Owning a restaurant has to be one of the most tiring yet rewarding businesses to run. Often stemming from one’s own cooking passion or beliefs, a family tradition or heritage, a restaurant is most likely a very personal venture. This is why you should take no chances in making sure your contracts and legal arrangements are watertight and that you fully understand them. A lack of success can often be down to not having the right restaurant in the right place at the right time, marketing it wrong, running out of money or poor management (amongst many other things). However, a lot of these common problems can be alleviated, and you can protect yourself through knowing your rights and obligations with regards to the law and having the correct contracts in place. At the end of 2016, YouGov interviewed over 1000 UK SMEs and we had the stats analysed by the Centre of Business and Economics Research (CEBR). According to this research, the Food and Beverage Sector loses over £1.5 billion through not taking care of their legal business. Ignoring the law means legal problems will eventually bite, and we cannot express how important it is to protect your ideas and the foundations of your restaurant from the outset. We hope you enjoy this plain-English LawBite (we realise our name is quite apt here!) guide that we have created, keeping the business’s property and compliance legal needs in mind. Please note, some of these stages will of course over-lap and some things may not necessarily apply to you...

Finding a Location and Negotiating Your Lease

Finding and keeping a winning location

It should go without saying that finding the right location is extremely important for the success of your restaurant. A quick Google-search will bring up countless articles about what due-diligence you should be conducting on the area you have found e.g. its demographics: age, household type, income or its potential ‘foot traffic’(how many people pass that spot every day). If it’s a congested office-heavy location, a lunchtime restaurant might be an easier win, for example. Think about it - there are so many average restaurants that do well because they have smashing locations. We’ve all been there, sitting with your average yet over-priced main which is quelling the hunger pang but it’s certainly not the most tastiest thing you’ve eaten of late; you’re only there for convenience. Yet you’re STILL a customer. This is why fantastic food plus a great location makes for a winning combination.

It is imperative to not only find a great location but to negotiate the best possible deal with the landlord to KEEP it. Did you know you can and should negotiate most items on the commercial lease? For example, you may wish to negotiate the inclusion of better renewal options as an added protection as your location is so critical. There are some clauses which are non-negotiable such as business tax rates but factors such as the length of the lease, the deposit, and rent are all negotiable. It is even worth trying to negotiate a rent free period and a break clause giving you the flexibility to move should your restaurant requirements change.

### ROWS
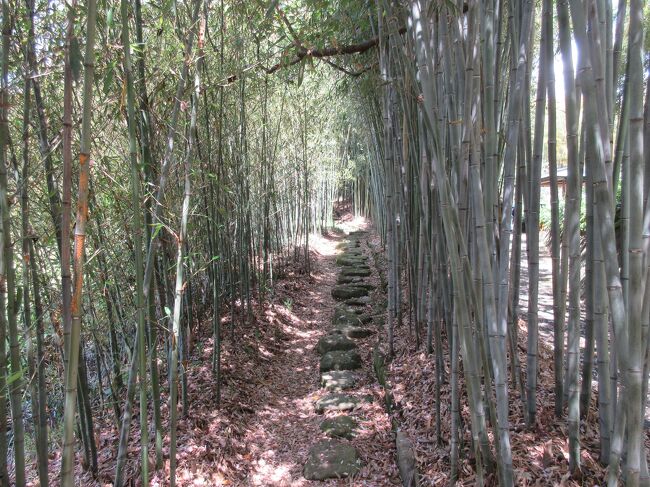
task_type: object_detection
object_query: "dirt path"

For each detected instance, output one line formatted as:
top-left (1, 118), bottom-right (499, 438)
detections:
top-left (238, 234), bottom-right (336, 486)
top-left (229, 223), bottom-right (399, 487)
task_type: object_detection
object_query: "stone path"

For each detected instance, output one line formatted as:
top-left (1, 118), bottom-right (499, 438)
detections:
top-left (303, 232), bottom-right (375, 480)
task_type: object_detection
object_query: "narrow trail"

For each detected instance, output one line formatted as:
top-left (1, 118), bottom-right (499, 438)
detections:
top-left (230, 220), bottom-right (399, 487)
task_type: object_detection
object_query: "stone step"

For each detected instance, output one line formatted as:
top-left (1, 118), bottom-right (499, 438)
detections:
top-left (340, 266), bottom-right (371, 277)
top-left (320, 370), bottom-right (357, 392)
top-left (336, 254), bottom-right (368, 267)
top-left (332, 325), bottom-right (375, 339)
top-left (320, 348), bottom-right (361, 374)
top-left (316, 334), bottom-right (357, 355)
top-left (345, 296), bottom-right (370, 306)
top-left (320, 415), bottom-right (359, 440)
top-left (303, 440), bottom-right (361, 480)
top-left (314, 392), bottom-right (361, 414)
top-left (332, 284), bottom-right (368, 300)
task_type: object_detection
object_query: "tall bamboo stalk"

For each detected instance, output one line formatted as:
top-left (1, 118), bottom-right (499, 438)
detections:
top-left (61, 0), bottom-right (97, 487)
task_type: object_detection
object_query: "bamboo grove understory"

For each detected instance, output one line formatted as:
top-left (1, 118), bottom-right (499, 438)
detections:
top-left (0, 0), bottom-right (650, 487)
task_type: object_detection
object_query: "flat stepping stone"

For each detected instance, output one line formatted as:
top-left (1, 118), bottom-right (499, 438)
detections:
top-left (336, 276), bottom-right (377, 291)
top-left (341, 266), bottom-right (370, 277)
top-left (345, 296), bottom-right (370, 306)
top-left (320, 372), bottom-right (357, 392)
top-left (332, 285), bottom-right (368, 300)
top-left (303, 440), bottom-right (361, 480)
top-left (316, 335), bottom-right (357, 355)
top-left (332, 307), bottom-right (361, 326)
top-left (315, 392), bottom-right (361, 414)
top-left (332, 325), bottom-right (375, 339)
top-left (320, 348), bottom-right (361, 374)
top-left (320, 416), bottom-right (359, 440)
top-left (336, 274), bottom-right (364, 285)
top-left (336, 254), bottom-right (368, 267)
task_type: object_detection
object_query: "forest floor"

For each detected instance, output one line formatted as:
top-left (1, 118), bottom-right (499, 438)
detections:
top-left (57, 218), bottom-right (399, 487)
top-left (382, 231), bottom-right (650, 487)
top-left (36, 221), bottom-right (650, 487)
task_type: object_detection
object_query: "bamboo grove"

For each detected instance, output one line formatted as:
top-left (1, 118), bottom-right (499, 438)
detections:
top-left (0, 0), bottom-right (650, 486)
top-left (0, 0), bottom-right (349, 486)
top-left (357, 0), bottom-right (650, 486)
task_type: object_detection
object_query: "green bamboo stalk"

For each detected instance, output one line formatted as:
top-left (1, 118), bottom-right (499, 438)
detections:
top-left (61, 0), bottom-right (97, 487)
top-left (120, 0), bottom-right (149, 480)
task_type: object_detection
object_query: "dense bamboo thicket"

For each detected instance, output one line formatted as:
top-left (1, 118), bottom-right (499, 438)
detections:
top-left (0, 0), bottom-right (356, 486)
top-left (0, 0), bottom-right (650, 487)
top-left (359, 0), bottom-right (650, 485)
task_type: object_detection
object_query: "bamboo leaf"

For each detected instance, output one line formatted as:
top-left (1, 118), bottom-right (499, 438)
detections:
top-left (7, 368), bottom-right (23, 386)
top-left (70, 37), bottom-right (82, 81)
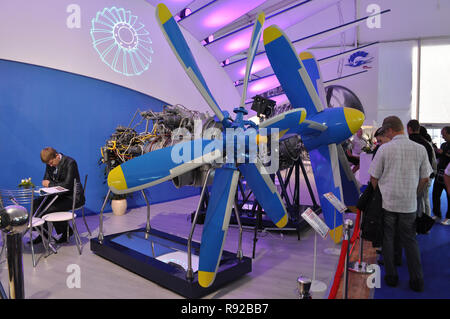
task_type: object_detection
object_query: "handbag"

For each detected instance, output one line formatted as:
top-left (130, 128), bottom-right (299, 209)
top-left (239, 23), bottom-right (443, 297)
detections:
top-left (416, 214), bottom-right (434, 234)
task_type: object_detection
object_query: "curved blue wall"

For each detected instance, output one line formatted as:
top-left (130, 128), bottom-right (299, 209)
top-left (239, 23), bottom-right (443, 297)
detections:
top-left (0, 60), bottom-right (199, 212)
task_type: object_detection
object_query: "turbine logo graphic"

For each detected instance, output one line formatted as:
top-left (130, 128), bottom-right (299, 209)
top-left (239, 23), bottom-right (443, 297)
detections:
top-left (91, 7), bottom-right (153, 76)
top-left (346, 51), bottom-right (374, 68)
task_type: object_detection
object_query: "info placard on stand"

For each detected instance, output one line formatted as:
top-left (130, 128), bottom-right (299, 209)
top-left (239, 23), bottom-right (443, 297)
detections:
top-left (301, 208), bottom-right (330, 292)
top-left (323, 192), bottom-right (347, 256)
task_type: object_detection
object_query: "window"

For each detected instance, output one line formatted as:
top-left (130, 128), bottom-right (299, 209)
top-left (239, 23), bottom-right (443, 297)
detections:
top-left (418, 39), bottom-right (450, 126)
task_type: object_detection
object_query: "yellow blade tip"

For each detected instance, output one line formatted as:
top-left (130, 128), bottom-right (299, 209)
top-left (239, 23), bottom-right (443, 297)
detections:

### SET TASK
According to the restaurant guide, how much does the Food and Beverage Sector lose by not taking care of its legal business? These items have nothing to do with the restaurant guide.

### ANSWER TO THE PROBLEM
Over £1.5 billion.